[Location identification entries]
↓

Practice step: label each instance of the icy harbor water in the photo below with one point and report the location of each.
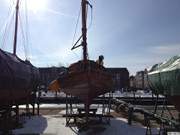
(56, 125)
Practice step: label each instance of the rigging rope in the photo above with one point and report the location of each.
(7, 25)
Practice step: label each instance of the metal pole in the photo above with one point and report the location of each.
(84, 29)
(16, 28)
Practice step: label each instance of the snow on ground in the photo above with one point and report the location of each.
(56, 125)
(118, 93)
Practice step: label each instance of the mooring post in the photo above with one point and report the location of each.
(130, 114)
(87, 112)
(17, 114)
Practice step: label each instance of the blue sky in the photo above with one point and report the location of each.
(129, 33)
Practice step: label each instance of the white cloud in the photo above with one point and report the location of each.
(166, 49)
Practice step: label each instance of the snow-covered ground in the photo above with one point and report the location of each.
(138, 93)
(56, 125)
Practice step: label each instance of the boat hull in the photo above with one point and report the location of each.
(85, 84)
(17, 79)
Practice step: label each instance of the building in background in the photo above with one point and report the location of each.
(120, 78)
(139, 81)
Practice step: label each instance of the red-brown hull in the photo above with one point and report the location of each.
(86, 84)
(18, 79)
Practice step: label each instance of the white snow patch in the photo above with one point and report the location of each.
(55, 125)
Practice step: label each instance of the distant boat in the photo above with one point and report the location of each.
(18, 78)
(85, 79)
(164, 78)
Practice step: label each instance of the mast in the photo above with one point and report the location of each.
(16, 28)
(84, 29)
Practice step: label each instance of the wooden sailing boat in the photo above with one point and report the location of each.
(85, 79)
(18, 78)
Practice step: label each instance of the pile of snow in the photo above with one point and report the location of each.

↑

**What to work on**
Lay out every line of the entries above as a Markdown table with a Row column numbering each line and a Line column holding its text. Leave out blank lines and the pictures.

**Solution to this exercise**
| Row | Line |
|---|---|
| 1 | Practice step: label each instance of the icy harbor water in the photo below with one point and report the location of each. |
| 2 | (56, 125) |
| 3 | Practice step: label each instance of the rigging rope in the photo above with one point and report the location of each. |
| 4 | (7, 25) |
| 5 | Practice step: label each instance of the metal pole in the photo above with one point and report the location of each. |
| 6 | (84, 29) |
| 7 | (16, 28) |
| 8 | Practice step: label each instance of the snow on ground in the photo above with one point and report the location of each. |
| 9 | (56, 125) |
| 10 | (118, 93) |
| 11 | Practice step: label each instance of the mooring post in the photo above with one point and report the location of each. |
| 12 | (130, 114) |
| 13 | (87, 112) |
| 14 | (17, 114) |
| 15 | Practice step: label each instance of the blue sky in the photo above with one point and report the location of each. |
| 16 | (129, 33) |
| 17 | Practice step: label each instance of the white cloud in the photo above with one point and report the location of each. |
| 18 | (166, 49) |
| 19 | Practice step: label each instance of the snow-covered ground in the photo above with one point and report the location of each. |
| 20 | (138, 93) |
| 21 | (56, 125) |
| 22 | Practice step: label each instance of the boat hull in the photo above with one point and report the location of each. |
| 23 | (85, 84) |
| 24 | (17, 79) |
| 25 | Practice step: label each instance of the building in background in the photo above with one point and report the location of each. |
| 26 | (120, 78) |
| 27 | (139, 81) |
| 28 | Practice step: label each instance of the red-brown hull in the photo above with one point and report the location of each. |
| 29 | (86, 84) |
| 30 | (18, 79) |
| 31 | Practice step: label each instance of the white snow patch in the photo above with one point and report the location of each. |
| 32 | (55, 125) |
| 33 | Practice step: label each instance of the distant boat in the photo above with one point and report the location of each. |
| 34 | (18, 78) |
| 35 | (85, 79) |
| 36 | (164, 78) |
| 37 | Practice step: label each instance of the mast in the photo above with one point and report the location of each. |
| 38 | (16, 28) |
| 39 | (84, 29) |
| 40 | Practice step: label each instance of the wooden sailing boat in the photo above with one point and report the location of each. |
| 41 | (85, 79) |
| 42 | (18, 78) |
| 43 | Practice step: label each instance of the pile of snow in the photo above with one point and report the location of each. |